Hazine Ve Maliye Bakanlığınca Hazırlanan Türk Parası Kıymetini Koruma Hakkında 32 Sayılı Karara İlişkin Tebliğ (Tebliğ No: 2018-32/51)  Resmi Gazete’de Yayımlandı
 
13 Eylül 2018 tarihinde ilan edilen Türk Parası Kıymetini Koruma Hakkında 32 Sayılı Kararda Değişiklik Yapılmasına Dair Karar (“Karar”) ile Türkiye’de yerleşik kişiler arasında, menkul ve gayrimenkul alım satım, taşıt ve finansal kiralama dahil her türlü menkul ve gayrimenkul kiralama, leasing ile iş, hizmet ve eser sözleşmelerinde bedellerin döviz cinsinden veya dövize endeksli olarak kararlaştırılamayacağı hüküm altın alınmış; uygulamaya ilişkin detayların ise Hazine ve Maliye Bakanlığı tarafından düzenleneceği belirtilmişti.   
Bu kapsamda Hazine ve Maliye Bakanlığı’ndan beklenen tebliğ 06 Ekim 2018 tarih ve 30557 sayılı Resmi Gazete’de yayımlandı. Yayımlanan Türk Parası Kıymetini Koruma Hakkında 32 Sayılı Karara İlişkin Tebliğ’de Değişiklik Yapılmasına Dair Tebliğ’in (“Tebliğ”) yürürlüğe girmesi ile ortaya çıkan ve önem arz eden başlıca hususlar ise aşağıdaki gibidir.
1. Hangi Sözleşmeler karardan istisna tutulmuştur?
13 Eylül 2018 tarihinde yürürleğe giren Karar’da, Karar ile getirilen uygulamanın “Bakanlık tarafından belirlenen haller” dışında geçerli olacağı düzlenmekteydi. Hazine ve Maliye Bakanlığı tarafından yayımlanan 06 Ekim 2018 tarihli Tebliğ ile bu “istisnai haller” belirlenmiş olup; aşağıda belirtilen hususlarda taraflar sözleşme bedelini ve bu sözleşmelerden kaynaklanan diğer ödeme yükümlülüklerini döviz cinsinden veya dövize endeksli olarak kararlaştırabilecektir.

__Yazılı Talep__: Tebliğ duyurusunda "13 Eylül 2018 tarihinde ilan" ifadesinden "ise aşağıdaki gibidir." ifadesine kadar olan bölümü, "Türkiye’de yerleşik kişiler" ifadesini "Türkiye’de mukim kişiler" olarak yeniden adlandırarak tekrar yazınız.

__Gösterilen Bilgiler__:

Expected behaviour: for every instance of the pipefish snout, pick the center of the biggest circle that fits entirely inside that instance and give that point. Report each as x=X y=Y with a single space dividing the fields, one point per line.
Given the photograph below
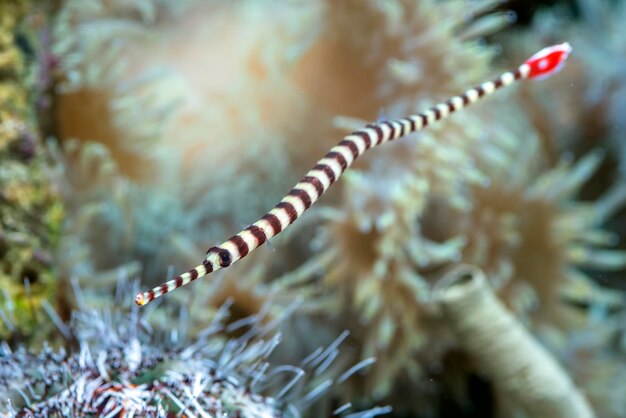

__Alıştırma Çözümü__:
13 Eylül 2018 tarihinde ilan edilen Türk Parası Kıymetini Koruma Hakkında 32 Sayılı Kararda Değişiklik Yapılmasına Dair Karar (“Karar”) ile Türkiye’de mukim kişiler arasında, menkul ve gayrimenkul alım satım, taşıt ve finansal kiralama dahil her türlü menkul ve gayrimenkul kiralama, leasing ile iş, hizmet ve eser sözleşmelerinde bedellerin döviz cinsinden veya dövize endeksli olarak kararlaştırılamayacağı hüküm altın alınmış; uygulamaya ilişkin detayların ise Hazine ve Maliye Bakanlığı tarafından düzenleneceği belirtilmişti.   
Bu kapsamda Hazine ve Maliye Bakanlığı’ndan beklenen tebliğ 06 Ekim 2018 tarih ve 30557 sayılı Resmi Gazete’de yayımlandı. Yayımlanan Türk Parası Kıymetini Koruma Hakkında 32 Sayılı Karara İlişkin Tebliğ’de Değişiklik Yapılmasına Dair Tebliğ’in (“Tebliğ”) yürürlüğe girmesi ile ortaya çıkan ve önem arz eden başlıca hususlar ise aşağıdaki gibidir.